AIM A: In the rows below, from the start of the rows through the line holding "0,145 -> 108,201", inclusive, substitute "dry brown grass" for "dry yellow grass" and keep everything else the same. Leave the pictures out of your answer.

# this tme last year none of this stuff was going on



## the guy (Aug 3, 2010)

Last year we had friends over and I don't think I kissed in the New Year with my W of 19 years. Little did I know she had slept with my best friend. Little did I know that my W would meet her 20th lover in 12 days from now. Little did I know that she almost fell for a guy she had a 3 month affair, 13 years ago and would rekindle it again some ten years later. Little did I know for the past 3 years she was going out looking for ONS.

Little did I know that when I got married that my carrer would be more important then my wife, or that when my W needed attention I would tell her to go get a boytoy. Little did I know that when my wife wanted a divorce and asked me in front of my best friend that he would take advantage of that.

Why did I stop giving a dam so many years ago and then bamb I start caring all of the sudden... after the damage was done?
Why didn't I address her 1st cheating issue 13 years ago? Why didn't I address my issues 14 years ago?

Some times I think I should have never confronted her back in Feb'10 but I did and now here we are rebuilding a marraige, with some great success I might add. I sometimes wonder what would have happened if I approached her last affair like I did the 1st affair? What an ughly thought! 

I quess we saved each other back in Feb., but what would have been worse, a disfunctional marrage with just sex and no kissing while we cohabitate and send our kids off to college, or the pain of acknowledging infidelity? Is ignorence bliss or is knowledge power when it comes to marriage? I believe I know the answer, just looking for other perspective.

Happy New Year


----------



## gregj123 (Dec 29, 2010)

WOW


----------



## rome2012 (Sep 10, 2010)

the guy said:


> Last year we had friends over and I don't think I kissed in the New Year with my W of 19 years. Little did I know she had slept with my best friend. Little did I know that my W would meet her 20th lover in 12 days from now. Little did I know that she almost fell for a guy she had a 3 month affair, 13 years ago and would rekindle it again some ten years later. Little did I know for the past 3 years she was going out looking for ONS.
> 
> Little did I know that when I got married that my carrer would be more important then my wife, or that when my W needed attention I would tell her to go get a boytoy. Little did I know that when my wife wanted a divorce and asked me in front of my best friend that he would take advantage of that.
> 
> ...


Same here....this time last year we were happy in love (at least it seemed like it)....

Little did I know he felt *that* unhappy for years before already  .....

I can't believe I got so comfortable in the marriage that I stopped listening to him, stopped showing my appreciation and all....

He was such a great guy and I took full advantage of him  .....

Little did I know it would drive him to do the extreme.....ask for divorce after almost 11 years.....

Little did I know he would start sexting because of this.....

Little did I know I would lose him....the love of my life !!!!!

2010 was a *BAD* year !!!!!

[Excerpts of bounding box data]
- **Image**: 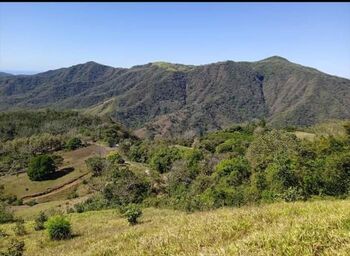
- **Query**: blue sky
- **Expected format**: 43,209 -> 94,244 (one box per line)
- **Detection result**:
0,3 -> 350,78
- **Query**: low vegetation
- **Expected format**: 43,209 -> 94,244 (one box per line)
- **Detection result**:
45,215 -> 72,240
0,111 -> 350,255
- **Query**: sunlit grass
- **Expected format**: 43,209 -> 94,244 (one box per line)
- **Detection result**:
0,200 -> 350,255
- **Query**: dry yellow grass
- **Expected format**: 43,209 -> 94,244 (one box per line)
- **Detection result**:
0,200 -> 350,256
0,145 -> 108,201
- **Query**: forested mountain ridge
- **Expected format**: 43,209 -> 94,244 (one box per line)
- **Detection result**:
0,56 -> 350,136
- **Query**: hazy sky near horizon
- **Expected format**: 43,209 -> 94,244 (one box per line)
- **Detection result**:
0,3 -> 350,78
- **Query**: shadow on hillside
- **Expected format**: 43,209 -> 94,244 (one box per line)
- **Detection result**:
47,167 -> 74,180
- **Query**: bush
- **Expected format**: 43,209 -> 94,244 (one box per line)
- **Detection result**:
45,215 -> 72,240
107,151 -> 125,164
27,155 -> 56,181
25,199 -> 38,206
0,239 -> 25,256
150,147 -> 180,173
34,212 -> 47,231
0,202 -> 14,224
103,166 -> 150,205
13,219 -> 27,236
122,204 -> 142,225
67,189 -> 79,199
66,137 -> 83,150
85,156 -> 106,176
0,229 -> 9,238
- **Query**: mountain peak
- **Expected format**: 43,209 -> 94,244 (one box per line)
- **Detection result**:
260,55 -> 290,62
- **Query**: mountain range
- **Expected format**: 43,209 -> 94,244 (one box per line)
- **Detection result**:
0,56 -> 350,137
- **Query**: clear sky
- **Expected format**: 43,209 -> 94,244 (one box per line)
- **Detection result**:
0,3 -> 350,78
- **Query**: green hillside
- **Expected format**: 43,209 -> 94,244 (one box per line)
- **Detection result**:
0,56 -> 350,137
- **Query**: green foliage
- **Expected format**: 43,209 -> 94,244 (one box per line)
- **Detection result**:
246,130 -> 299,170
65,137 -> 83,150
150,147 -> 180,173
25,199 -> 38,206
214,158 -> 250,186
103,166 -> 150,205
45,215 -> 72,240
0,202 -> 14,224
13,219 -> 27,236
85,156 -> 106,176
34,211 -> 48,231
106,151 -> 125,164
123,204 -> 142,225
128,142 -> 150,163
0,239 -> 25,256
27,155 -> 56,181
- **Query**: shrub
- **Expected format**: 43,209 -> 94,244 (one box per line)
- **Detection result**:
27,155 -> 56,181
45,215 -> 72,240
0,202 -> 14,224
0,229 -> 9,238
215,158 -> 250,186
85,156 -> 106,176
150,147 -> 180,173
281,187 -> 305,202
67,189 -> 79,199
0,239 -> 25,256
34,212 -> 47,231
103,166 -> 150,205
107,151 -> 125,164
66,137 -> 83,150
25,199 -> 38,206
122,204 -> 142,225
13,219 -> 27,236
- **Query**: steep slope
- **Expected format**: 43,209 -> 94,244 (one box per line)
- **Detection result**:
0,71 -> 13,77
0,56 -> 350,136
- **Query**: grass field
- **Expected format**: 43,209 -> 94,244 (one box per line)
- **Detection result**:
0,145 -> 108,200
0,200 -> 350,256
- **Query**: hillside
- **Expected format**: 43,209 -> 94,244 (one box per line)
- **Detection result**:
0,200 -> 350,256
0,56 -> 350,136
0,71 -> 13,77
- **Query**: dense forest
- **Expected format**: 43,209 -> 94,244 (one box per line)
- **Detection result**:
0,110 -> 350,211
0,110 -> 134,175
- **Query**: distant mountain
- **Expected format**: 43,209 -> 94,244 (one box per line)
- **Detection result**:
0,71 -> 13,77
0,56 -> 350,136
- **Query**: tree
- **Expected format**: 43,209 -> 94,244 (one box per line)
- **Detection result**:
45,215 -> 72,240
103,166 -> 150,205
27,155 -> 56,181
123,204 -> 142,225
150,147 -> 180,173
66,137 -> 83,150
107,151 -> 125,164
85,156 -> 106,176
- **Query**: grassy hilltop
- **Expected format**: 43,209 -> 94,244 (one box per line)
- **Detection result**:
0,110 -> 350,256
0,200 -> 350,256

AIM B: Print the part of the forum thread between "Little did I know it" and "my life !!!!!", inclusive, with no changes.

FULL ANSWER A:
- **Image**: 
- **Query**: blue sky
- **Expected format**: 43,209 -> 94,244 (one box per line)
- **Detection result**:
0,3 -> 350,78
- **Query**: low vegetation
- **Expected format**: 43,209 -> 94,244 (one box per line)
- **Detection result**:
45,215 -> 72,240
0,111 -> 350,255
- **Query**: sunlit grass
- **Expected format**: 43,209 -> 94,244 (one box per line)
- **Detection result**:
0,200 -> 350,255
- **Query**: dry brown grass
- **Expected format**: 43,209 -> 94,244 (one box per line)
- **Detection result**:
0,200 -> 350,256
0,145 -> 108,201

FULL ANSWER B:
Little did I know it would drive him to do the extreme.....ask for divorce after almost 11 years.....

Little did I know he would start sexting because of this.....

Little did I know I would lose him....the love of my life !!!!!